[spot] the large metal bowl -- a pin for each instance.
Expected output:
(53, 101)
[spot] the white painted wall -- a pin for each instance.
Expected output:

Work to do:
Rescale the listing by reproducing every line, requests included, with each coordinate in the answers multiplied by 0.35 and rounded to the nearest whole number, halves rounded up.

The solution:
[spot] the large metal bowl -- a pin for each instance.
Expected output:
(19, 35)
[spot] the white painted wall -- a pin for each instance.
Expected output:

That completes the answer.